━━━━━ EXTRACTED TEXT ━━━━━

# PI Lecture on Density Matrices

Kea kindly pointed out to me that the Perimeter Institute just put on the web a lecture on density matrices and the foundations of quantum mechanics. The lecturer is Christopher Fuchs, and the duration is an hour and a quarter. As a promoter of density matrix theory, I thought I would discuss it here.

The lecture begins with the contribution of the foundations of quantum mechanics to the descent into insanity of John Forbes Nash some 50 years ago. Fuchs shared my view that quantum probabilities are not “non commutative generalizations” of classical probabilities, but his analysis is based on the assumption that quantum states should be written entirely in probability form. In this I disagree.

For those who don’t know what this is about, quantum states are usually represented by “state vectors” which are vectors in a Hilbert space. One can manipulate these state vectors by applying operators to them. That is, an “operator” is a linear transformation that maps the various state vectors to new state vectors. When one operates on a state vector, therefore one gets a new vector. To compute a probability, one takes two vectors and uses the inner product of the Hilbert space to multiply them. This gives a complex number. The probabiliy is the square of the absolute value of that complex number.

For those motivated to rewrite quantum mechanics in terms of classical probabilities, it makes sense to move to a mathematical description of the quantum state that is closer to the square of the absolute value of the complex valued inner product described above. One does this by converting the state vectors to “density matrices” as follows:

Then the probabilities of various things are computed with the trace. For example, to compute the average value of the result of a measurement with the operator H, the standard technique gives $\langle a| H |a\rangle$, and with density matrices the same result is found by $tr(\rho H)$ where $\rho$ is the density matrix.

━━━━━

WHAT IS ASKED:
• a. Please copy the density matrix post word for word from "For those who" to "that complex number.".
• b. Answer these questions from the density matrix post:
(i) Who gives the lecture?
(ii) How long does the lecture run?
(iii) What kind of number results from taking the inner product of two state vectors?
• c. List every person named in the density matrix post.

━━━━━ ENTRIES PROVIDED ━━━━━

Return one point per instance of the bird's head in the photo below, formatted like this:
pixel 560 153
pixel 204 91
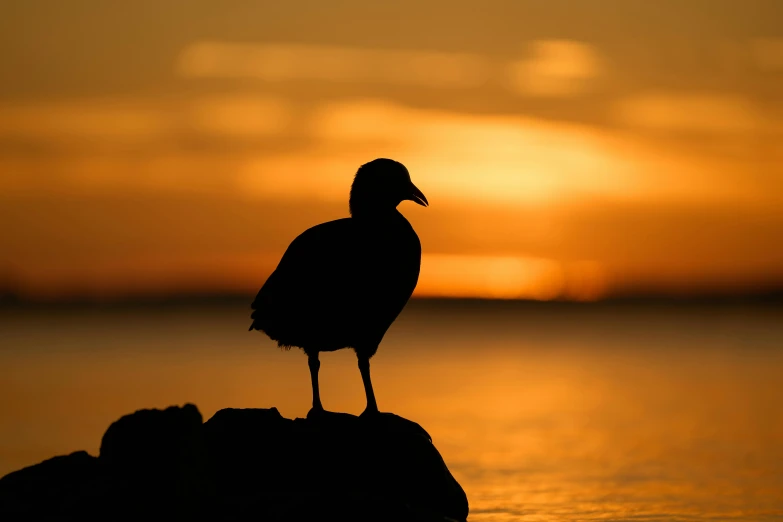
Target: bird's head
pixel 380 186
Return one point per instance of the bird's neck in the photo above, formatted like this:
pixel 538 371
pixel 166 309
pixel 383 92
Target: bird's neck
pixel 376 214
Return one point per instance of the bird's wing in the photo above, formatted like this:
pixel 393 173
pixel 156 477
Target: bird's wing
pixel 316 270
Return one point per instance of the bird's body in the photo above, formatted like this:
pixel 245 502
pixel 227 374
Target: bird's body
pixel 342 284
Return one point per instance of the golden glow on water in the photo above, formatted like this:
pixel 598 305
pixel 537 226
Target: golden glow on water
pixel 541 413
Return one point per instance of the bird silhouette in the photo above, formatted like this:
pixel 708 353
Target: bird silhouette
pixel 341 284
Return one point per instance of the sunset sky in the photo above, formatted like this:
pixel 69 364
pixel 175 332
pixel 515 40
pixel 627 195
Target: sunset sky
pixel 569 149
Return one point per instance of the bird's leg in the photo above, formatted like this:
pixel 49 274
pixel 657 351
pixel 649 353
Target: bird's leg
pixel 364 368
pixel 315 365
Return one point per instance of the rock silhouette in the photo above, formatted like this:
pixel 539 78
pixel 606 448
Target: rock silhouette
pixel 243 464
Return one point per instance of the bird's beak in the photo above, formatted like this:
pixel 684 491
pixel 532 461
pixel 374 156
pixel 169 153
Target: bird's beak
pixel 417 197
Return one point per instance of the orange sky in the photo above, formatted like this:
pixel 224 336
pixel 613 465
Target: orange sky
pixel 568 149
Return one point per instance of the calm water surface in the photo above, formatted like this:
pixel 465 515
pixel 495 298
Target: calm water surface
pixel 542 412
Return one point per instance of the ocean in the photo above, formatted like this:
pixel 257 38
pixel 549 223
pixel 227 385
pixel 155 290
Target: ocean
pixel 542 411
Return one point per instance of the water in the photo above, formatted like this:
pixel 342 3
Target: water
pixel 542 412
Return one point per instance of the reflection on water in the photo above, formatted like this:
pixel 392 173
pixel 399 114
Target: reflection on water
pixel 542 412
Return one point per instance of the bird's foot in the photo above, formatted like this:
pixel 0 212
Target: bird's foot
pixel 370 413
pixel 317 412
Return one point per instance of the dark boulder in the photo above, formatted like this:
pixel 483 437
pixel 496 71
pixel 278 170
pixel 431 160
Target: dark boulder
pixel 250 464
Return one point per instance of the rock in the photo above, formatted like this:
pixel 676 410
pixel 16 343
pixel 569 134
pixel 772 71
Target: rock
pixel 56 487
pixel 242 465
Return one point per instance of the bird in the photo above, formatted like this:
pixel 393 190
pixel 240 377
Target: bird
pixel 341 284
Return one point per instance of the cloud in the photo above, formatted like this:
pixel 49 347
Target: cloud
pixel 555 68
pixel 701 112
pixel 286 62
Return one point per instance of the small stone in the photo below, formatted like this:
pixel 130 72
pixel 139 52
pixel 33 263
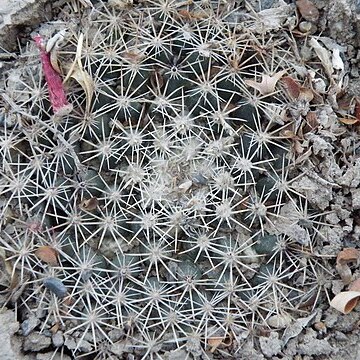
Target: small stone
pixel 58 339
pixel 271 345
pixel 36 342
pixel 320 326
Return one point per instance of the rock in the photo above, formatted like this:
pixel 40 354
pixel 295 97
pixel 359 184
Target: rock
pixel 8 327
pixel 36 342
pixel 271 345
pixel 52 356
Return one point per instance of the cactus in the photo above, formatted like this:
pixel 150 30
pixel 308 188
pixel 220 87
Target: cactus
pixel 189 167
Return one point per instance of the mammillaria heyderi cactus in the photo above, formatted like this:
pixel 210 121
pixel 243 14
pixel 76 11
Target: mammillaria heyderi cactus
pixel 150 214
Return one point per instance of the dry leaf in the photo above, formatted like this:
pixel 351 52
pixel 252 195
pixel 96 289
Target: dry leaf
pixel 268 83
pixel 345 301
pixel 323 55
pixel 355 285
pixel 279 321
pixel 52 47
pixel 337 62
pixel 349 121
pixel 348 255
pixel 89 204
pixel 308 10
pixel 47 254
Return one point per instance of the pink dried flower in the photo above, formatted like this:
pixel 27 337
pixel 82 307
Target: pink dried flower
pixel 53 79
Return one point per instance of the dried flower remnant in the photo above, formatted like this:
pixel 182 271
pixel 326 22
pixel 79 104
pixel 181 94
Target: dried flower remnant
pixel 267 84
pixel 56 89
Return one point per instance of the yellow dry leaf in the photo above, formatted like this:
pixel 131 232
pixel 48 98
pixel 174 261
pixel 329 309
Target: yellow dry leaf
pixel 323 55
pixel 267 84
pixel 349 121
pixel 47 254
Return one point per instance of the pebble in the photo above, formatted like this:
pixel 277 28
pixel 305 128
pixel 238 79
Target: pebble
pixel 29 325
pixel 36 342
pixel 58 339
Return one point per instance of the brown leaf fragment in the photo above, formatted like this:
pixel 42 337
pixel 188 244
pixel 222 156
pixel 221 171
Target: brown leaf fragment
pixel 267 84
pixel 308 10
pixel 292 87
pixel 348 255
pixel 47 254
pixel 349 121
pixel 89 204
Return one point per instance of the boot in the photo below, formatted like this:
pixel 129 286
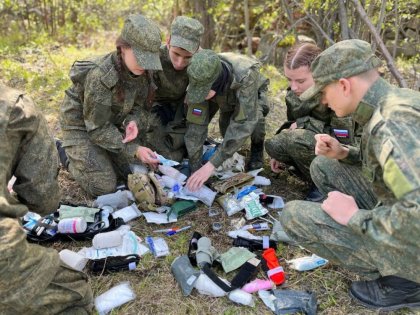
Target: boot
pixel 386 293
pixel 257 156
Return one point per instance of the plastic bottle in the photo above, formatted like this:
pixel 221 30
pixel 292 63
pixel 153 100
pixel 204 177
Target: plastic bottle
pixel 72 225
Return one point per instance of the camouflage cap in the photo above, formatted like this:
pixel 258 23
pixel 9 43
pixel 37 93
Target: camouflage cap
pixel 342 60
pixel 186 33
pixel 203 70
pixel 143 35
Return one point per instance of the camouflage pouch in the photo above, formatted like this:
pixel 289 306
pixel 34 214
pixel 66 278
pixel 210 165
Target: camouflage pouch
pixel 239 180
pixel 147 191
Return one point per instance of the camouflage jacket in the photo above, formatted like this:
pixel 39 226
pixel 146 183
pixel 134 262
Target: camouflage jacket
pixel 243 97
pixel 94 104
pixel 27 151
pixel 171 84
pixel 318 118
pixel 390 151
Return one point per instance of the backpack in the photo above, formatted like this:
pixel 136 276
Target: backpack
pixel 147 190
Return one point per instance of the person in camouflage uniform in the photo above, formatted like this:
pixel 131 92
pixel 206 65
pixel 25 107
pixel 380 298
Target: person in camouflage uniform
pixel 294 142
pixel 381 242
pixel 232 83
pixel 32 278
pixel 108 96
pixel 167 121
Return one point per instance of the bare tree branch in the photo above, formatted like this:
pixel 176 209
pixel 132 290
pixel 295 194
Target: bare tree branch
pixel 247 32
pixel 378 40
pixel 264 58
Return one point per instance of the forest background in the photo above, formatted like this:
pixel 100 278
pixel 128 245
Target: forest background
pixel 40 39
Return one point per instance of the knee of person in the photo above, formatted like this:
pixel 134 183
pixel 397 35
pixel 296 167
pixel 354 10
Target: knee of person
pixel 318 165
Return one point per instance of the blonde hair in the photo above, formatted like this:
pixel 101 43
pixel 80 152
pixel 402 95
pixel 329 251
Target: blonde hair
pixel 301 55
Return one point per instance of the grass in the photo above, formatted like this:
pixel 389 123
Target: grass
pixel 43 73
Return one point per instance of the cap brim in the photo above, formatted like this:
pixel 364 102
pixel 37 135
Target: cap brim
pixel 147 60
pixel 184 43
pixel 197 93
pixel 311 92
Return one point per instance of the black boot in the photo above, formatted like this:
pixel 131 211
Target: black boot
pixel 257 156
pixel 386 293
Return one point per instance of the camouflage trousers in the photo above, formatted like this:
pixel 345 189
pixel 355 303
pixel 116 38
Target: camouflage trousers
pixel 33 280
pixel 307 224
pixel 95 169
pixel 330 175
pixel 293 147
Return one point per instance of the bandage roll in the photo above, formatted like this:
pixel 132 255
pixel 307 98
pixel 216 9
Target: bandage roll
pixel 108 239
pixel 72 225
pixel 74 260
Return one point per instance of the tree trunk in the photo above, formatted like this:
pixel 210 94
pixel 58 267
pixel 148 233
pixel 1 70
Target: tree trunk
pixel 378 40
pixel 247 32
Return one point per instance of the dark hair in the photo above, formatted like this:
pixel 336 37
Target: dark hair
pixel 301 55
pixel 119 67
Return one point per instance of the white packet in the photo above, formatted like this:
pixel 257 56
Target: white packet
pixel 307 263
pixel 114 297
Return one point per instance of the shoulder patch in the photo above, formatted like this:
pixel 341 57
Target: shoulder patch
pixel 395 180
pixel 110 78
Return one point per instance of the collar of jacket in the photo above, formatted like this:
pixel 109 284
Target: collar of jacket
pixel 371 101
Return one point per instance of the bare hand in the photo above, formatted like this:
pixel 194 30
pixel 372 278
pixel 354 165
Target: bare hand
pixel 276 166
pixel 131 132
pixel 330 147
pixel 293 126
pixel 340 207
pixel 199 177
pixel 147 156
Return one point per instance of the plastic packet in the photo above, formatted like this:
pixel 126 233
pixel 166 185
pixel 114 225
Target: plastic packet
pixel 114 297
pixel 307 262
pixel 159 218
pixel 157 246
pixel 253 207
pixel 164 161
pixel 241 297
pixel 230 204
pixel 204 194
pixel 119 199
pixel 128 213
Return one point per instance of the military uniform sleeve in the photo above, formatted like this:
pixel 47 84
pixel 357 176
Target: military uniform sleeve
pixel 243 122
pixel 36 158
pixel 393 155
pixel 97 115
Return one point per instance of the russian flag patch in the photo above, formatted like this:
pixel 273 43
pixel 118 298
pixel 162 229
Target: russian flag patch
pixel 341 133
pixel 197 112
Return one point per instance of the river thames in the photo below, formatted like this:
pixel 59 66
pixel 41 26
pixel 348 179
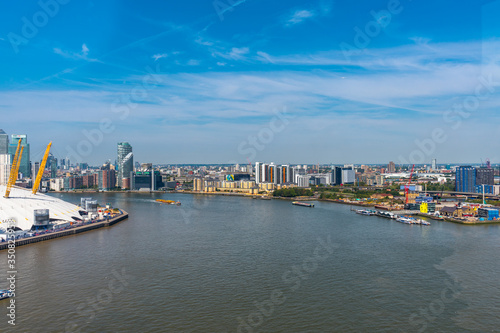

━━━━━

THE SOLUTIONS:
• a.
For those who don’t know what this is about, quantum states are usually represented by “state vectors” which are vectors in a Hilbert space. One can manipulate these state vectors by applying operators to them. That is, an “operator” is a linear transformation that maps the various state vectors to new state vectors. When one operates on a state vector, therefore one gets a new vector. To compute a probability, one takes two vectors and uses the inner product of the Hilbert space to multiply them. This gives a complex number. The probabiliy is the square of the absolute value of that complex number.

• b.
(i) Christopher Fuchs
(ii) An hour and a quarter
(iii) A complex number

• c.
Kea
Christopher Fuchs
John Forbes Nash